→ **Short task**: Convert every line of the data below into a JSON list of strings, one string per line, and leave out any blank lines.

→ **Data supplied**:
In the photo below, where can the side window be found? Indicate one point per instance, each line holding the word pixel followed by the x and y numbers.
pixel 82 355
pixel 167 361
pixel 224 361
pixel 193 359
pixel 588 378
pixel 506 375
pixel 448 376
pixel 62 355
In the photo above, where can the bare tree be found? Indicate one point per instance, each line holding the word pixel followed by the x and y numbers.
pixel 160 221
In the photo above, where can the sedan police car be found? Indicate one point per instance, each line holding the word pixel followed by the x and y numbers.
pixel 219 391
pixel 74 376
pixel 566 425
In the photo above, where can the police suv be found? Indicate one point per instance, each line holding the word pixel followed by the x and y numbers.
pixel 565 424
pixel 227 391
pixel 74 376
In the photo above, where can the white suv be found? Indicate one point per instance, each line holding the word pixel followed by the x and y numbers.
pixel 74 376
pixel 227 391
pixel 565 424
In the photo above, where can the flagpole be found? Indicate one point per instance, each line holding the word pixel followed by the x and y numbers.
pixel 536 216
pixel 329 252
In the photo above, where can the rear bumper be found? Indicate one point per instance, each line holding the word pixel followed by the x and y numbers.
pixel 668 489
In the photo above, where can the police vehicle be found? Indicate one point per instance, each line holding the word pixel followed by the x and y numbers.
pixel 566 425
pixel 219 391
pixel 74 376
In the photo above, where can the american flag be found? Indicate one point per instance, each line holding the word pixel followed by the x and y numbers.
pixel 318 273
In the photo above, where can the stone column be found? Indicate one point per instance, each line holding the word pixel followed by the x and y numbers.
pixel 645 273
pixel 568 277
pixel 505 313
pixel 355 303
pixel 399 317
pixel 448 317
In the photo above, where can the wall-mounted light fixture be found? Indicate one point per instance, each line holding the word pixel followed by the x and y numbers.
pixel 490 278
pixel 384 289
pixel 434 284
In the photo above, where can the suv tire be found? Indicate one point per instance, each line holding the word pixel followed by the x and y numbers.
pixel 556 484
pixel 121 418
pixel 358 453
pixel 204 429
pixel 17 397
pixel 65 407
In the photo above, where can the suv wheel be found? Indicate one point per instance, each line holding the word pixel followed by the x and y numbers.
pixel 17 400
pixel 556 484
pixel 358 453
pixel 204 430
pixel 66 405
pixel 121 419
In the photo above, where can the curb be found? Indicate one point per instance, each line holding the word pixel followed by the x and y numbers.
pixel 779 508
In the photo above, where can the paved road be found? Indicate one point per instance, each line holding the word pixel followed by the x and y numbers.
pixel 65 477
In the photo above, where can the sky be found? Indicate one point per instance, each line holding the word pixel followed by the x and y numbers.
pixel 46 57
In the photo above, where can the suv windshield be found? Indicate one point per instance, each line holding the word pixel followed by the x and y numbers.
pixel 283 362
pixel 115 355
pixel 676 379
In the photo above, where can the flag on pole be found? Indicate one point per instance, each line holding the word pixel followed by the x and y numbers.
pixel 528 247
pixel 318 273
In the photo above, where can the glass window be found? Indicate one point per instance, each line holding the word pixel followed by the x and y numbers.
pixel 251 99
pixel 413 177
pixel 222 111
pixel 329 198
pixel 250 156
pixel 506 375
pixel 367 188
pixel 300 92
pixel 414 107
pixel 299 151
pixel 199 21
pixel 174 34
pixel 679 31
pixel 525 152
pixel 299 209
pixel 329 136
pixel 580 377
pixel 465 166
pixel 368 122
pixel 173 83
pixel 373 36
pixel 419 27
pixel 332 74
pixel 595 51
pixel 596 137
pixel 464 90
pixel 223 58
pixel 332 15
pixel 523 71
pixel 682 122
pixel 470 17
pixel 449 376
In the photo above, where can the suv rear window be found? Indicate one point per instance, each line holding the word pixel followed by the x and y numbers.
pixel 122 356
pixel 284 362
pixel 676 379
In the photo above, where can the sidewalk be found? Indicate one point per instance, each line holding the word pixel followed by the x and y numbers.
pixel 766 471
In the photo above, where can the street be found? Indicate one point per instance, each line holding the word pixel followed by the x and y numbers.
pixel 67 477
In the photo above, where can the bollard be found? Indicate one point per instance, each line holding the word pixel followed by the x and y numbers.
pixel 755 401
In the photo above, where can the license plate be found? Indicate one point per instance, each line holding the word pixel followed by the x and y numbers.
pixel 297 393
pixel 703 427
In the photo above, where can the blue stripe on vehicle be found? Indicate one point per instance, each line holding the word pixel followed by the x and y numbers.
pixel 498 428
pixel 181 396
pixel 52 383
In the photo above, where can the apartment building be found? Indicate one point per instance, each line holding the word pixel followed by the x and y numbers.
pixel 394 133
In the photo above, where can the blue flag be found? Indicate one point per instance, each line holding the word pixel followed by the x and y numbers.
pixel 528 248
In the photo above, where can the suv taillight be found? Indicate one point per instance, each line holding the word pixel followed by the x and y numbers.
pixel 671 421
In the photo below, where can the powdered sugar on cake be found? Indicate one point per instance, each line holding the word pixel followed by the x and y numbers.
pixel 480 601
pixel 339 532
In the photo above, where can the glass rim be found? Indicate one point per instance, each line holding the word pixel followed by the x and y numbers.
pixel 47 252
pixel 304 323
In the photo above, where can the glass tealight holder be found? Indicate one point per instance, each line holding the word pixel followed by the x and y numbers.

→ **The reply**:
[
  "In the photo below, where can the side window be found? Indicate one point per instance, each line holding the word pixel followed by the x and y numbers.",
  "pixel 82 355",
  "pixel 167 361",
  "pixel 224 361",
  "pixel 193 359",
  "pixel 588 378",
  "pixel 506 375",
  "pixel 448 376",
  "pixel 62 355",
  "In the photo above, where can the bare tree be found? Indicate one point per instance, each line holding the word pixel followed by the x and y numbers.",
  "pixel 160 221",
  "In the photo above, where can the sedan police car be found? Indicate one point per instance, each line holding the word pixel followed by the x and y numbers.",
  "pixel 219 391",
  "pixel 74 376",
  "pixel 566 425",
  "In the photo above, where can the police suv be found? Indicate one point per instance, each line holding the word pixel followed by the x and y numbers.",
  "pixel 565 424",
  "pixel 227 391",
  "pixel 74 376",
  "In the photo above, where can the white suv be found? Indicate one point per instance, each line holding the word pixel followed by the x and y numbers.",
  "pixel 74 376",
  "pixel 227 391",
  "pixel 565 424",
  "In the photo above, where can the flagpole be found? Indicate one point per instance, each line holding the word pixel followed by the x and y numbers.",
  "pixel 536 216",
  "pixel 329 252",
  "In the photo above, where can the rear bumper be found? Indicate one point per instance, each line holding the word pixel followed by the x and y numbers.",
  "pixel 668 489",
  "In the photo above, where can the police vehicle be found? Indicate one point per instance, each line holding the word pixel followed by the x and y numbers.",
  "pixel 566 425",
  "pixel 219 391",
  "pixel 74 376",
  "In the photo above, where can the american flag be found? Indicate one point per instance, each line holding the word pixel followed by the x and y numbers.",
  "pixel 318 273",
  "In the photo above, where can the stone column be found? Indicate one point per instance, each line holding the word pixel followed by the x and y numbers.",
  "pixel 645 273",
  "pixel 568 277",
  "pixel 505 313",
  "pixel 355 303",
  "pixel 399 317",
  "pixel 448 317",
  "In the photo above, where can the wall-mounted light fixture be found? Indicate one point per instance, each line holding the word pixel followed by the x and y numbers.",
  "pixel 490 278",
  "pixel 384 289",
  "pixel 434 284",
  "In the photo above, where can the suv tire be found? Indicate one point per instance, each line holding the word pixel followed by the x and y numbers.",
  "pixel 556 484",
  "pixel 121 418",
  "pixel 358 453",
  "pixel 204 429",
  "pixel 17 397",
  "pixel 65 407",
  "In the photo above, where can the suv wheel be found? Indicate one point per instance, each line holding the word pixel followed by the x and y numbers.",
  "pixel 17 400",
  "pixel 556 484",
  "pixel 358 453",
  "pixel 204 430",
  "pixel 66 405",
  "pixel 121 419",
  "In the photo above, where can the curb be found? Indicate one point per instance, each line holding the word pixel followed by the x and y numbers.",
  "pixel 779 508",
  "In the photo above, where can the paved road be found? Indicate one point per instance, each line holding the word pixel followed by the x and y numbers.",
  "pixel 65 477",
  "In the photo above, where can the sky be found? Indicate one point per instance, each line holding the word pixel followed by the x and y numbers.",
  "pixel 46 57",
  "In the photo above, where can the suv windshield be found? Indicate one point per instance, each line holding the word pixel followed by the x and y numbers.",
  "pixel 283 362",
  "pixel 115 355",
  "pixel 676 379",
  "In the photo above, where can the flag on pole be found? Indicate one point per instance, each line holding the word pixel followed by the x and y numbers.",
  "pixel 528 247",
  "pixel 318 273",
  "In the photo above, where can the glass window be found? Indicate one point per instance, each line holding the word pixel followed by the x and y numbers.",
  "pixel 251 99",
  "pixel 413 177",
  "pixel 222 111",
  "pixel 329 198",
  "pixel 250 156",
  "pixel 506 375",
  "pixel 367 188",
  "pixel 300 92",
  "pixel 414 107",
  "pixel 299 151",
  "pixel 199 21",
  "pixel 174 34",
  "pixel 679 31",
  "pixel 525 152",
  "pixel 299 209",
  "pixel 329 136",
  "pixel 580 377",
  "pixel 465 166",
  "pixel 368 122",
  "pixel 173 83",
  "pixel 373 36",
  "pixel 419 27",
  "pixel 332 74",
  "pixel 595 51",
  "pixel 596 137",
  "pixel 464 90",
  "pixel 223 58",
  "pixel 332 15",
  "pixel 523 71",
  "pixel 682 122",
  "pixel 470 17",
  "pixel 449 376",
  "In the photo above, where can the suv rear window be found? Indicate one point per instance, each line holding the word pixel followed by the x and y numbers.",
  "pixel 122 356",
  "pixel 284 362",
  "pixel 676 379",
  "In the photo above, where can the sidewalk be found? Indicate one point per instance, each line holding the word pixel followed by the x and y numbers.",
  "pixel 766 471",
  "In the photo above, where can the street be found? Indicate one point per instance, each line holding the word pixel followed by the x and y numbers.",
  "pixel 67 477",
  "In the photo above, where can the bollard be found? Indicate one point per instance, each line holding the word pixel followed by the x and y numbers.",
  "pixel 755 401",
  "In the photo above, where can the license plate be found? Indicate one point per instance, each line holding the word pixel followed by the x and y numbers.",
  "pixel 297 393",
  "pixel 703 427",
  "In the photo above, where can the blue stripe on vehicle be found? Indicate one point per instance, each line holding the word pixel followed by the x and y numbers.",
  "pixel 498 428",
  "pixel 181 396",
  "pixel 52 383",
  "In the photo above, where can the apartment building be found? Indicate one point per instance, each line holding the word pixel followed by the x and y numbers.",
  "pixel 394 133",
  "In the photo above, where can the blue flag be found? Indicate one point per instance, each line holding the word pixel followed by the x and y numbers.",
  "pixel 528 248",
  "In the photo above, where can the suv taillight be found? Indicate one point per instance, each line holding the word pixel followed by the x and y numbers.",
  "pixel 671 421",
  "In the photo below, where can the powdered sugar on cake be found? Indicate one point per instance, each line holding the word pixel followed by the x and y numbers.",
  "pixel 480 601",
  "pixel 339 532",
  "In the photo above, where can the glass rim be found? Indicate one point per instance, each line holding the word pixel followed by the x and y numbers.",
  "pixel 47 252",
  "pixel 304 323",
  "In the photo above, where can the glass tealight holder be found? Indicate one point per instance, each line holding the word pixel followed by the x and y numbers."
]